DIRECTIVE —
Answer these from the Mesos plugin documentation below, one per line:
(a) For which platform is the plugin currently available?
(b) Which port does the cURL test command use for agents?
(c) What command restarts the host agent?

QUOTED PASSAGE —

════════

Mesos

Overview

This plugin collects runtime metrics from Mesos masters and agents (slaves) within its cluster. It gathers information about resource usage and performance characteristics.

Note

This plugin is currently only available for x86_64 Linux.

Setup

The mesos plugin is included with the AppOptics host agent by default, please follow the directions below to enable it on a given host. Note that the directions are slightly different for master vs agent (slave) nodes.

Installation

Activate the plugin by symlinking the binary and its task configuration to the /opt/appoptics/autoload directory:

$ ln -s /opt/appoptics/bin/snap-plugin-collector-mesos /opt/appoptics/autoload/snap-plugin-collector-mesos
$ ln -s /opt/appoptics/etc/tasks.d/task-mesos-publish-appoptics.yaml /opt/appoptics/autoload/task-mesos-publish-appoptics.yaml

If you have an existing task configuration you would like to use, simply rename it to match above. Default configurations for the plugin and its tasks are below.

Configuration

The host agent provides an example configuration file to help you get started quickly. It defines the plugin and task file to be loaded by the agent, but requires you to provide the correct settings for your Mesos deployment. To enable the plugin:

  1. Make a copy of the Mesos example configuration file /opt/appoptics/etc/plugins.d/mesos.yaml.example, renaming it to /opt/appoptics/etc/plugins.d/mesos.yaml:
$ sudo cp /opt/appoptics/etc/plugins.d/mesos.yaml.example /opt/appoptics/etc/plugins.d/mesos.yaml
  1. Note that Mesos provides an endpoint for metrics scraping. That endpoint is turned on by default. You can test whether a master is ready for scraping by checking for a JSON payload returned from the following cURL commands. If you don’t get a payload of JSON data back from the GET requests defined below, check your cluster configuration. Note that the port for masters and agents are different:
$ curl http://<MASTER IP>:5050/metrics/snapshot
$ curl http://<AGENT IP>:5051/metrics/snapshot
  1. Update the /opt/appoptics/etc/plugins.d/mesos.yaml configuration file to indicate whether the instance of the plugin is monitoring a master or agent (slave) node.

Master config

collector:
  mesos:
    all:
      master: "127.0.0.1:5050"

Agent config

collector:
  mesos:
    all:
      agent: "127.0.0.1:5051"
  1. The host agent provides task configuration in /opt/appoptics/autoload/task-mesos-publish-appoptics.yaml. You shouldn’t need to change this, but the default configuration is provided below for reference.

    version: 1
    schedule:
      type: cron
      interval: "0 * * * * *"
    workflow:
      collect:
        metrics:
          /mesos/*: {}
        publish:
        - plugin_name: publisher-appoptics
    
  2. Restart the host agent:

$ sudo service appoptics-snapteld restart
  1. Enable the Mesos plugin in the AppOptics UI

On the Integrations Page you will see the Mesos plugin available if the previous steps were successful. If you do not see the plugin, see Troubleshooting.

Select the Mesos plugin to open the configuration menu in the UI, and enable the plugin.

Metrics and Tags

The tables below outline the default set of metrics collected by the mesos plugin along with the optional metrics available.

════════

GIVEN DATA —

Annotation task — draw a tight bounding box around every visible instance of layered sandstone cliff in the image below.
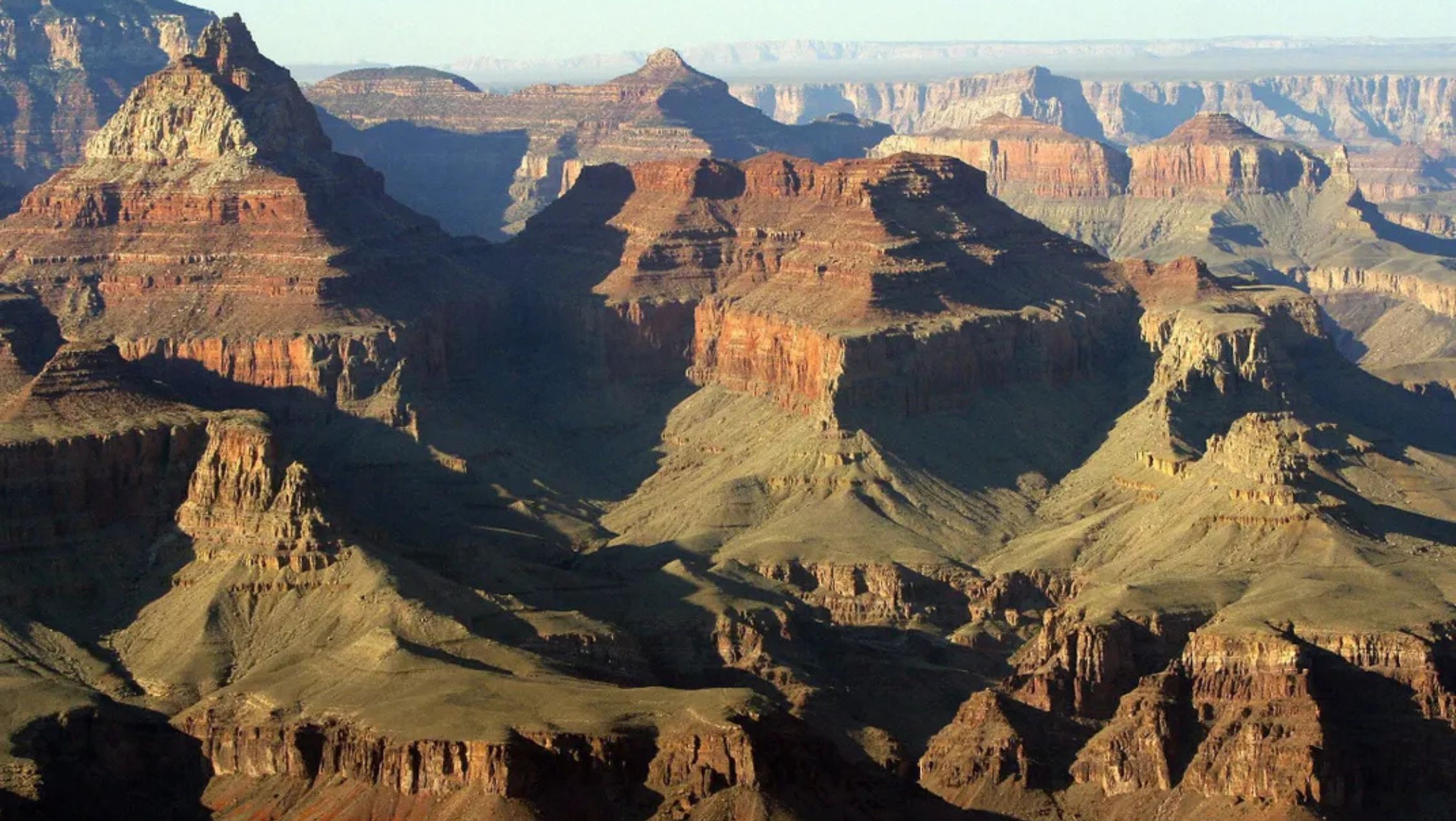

════════

SOLUTION TO THIS EXERCISE —
(a) x86_64 Linux
(b) 5051
(c) $ sudo service appoptics-snapteld restart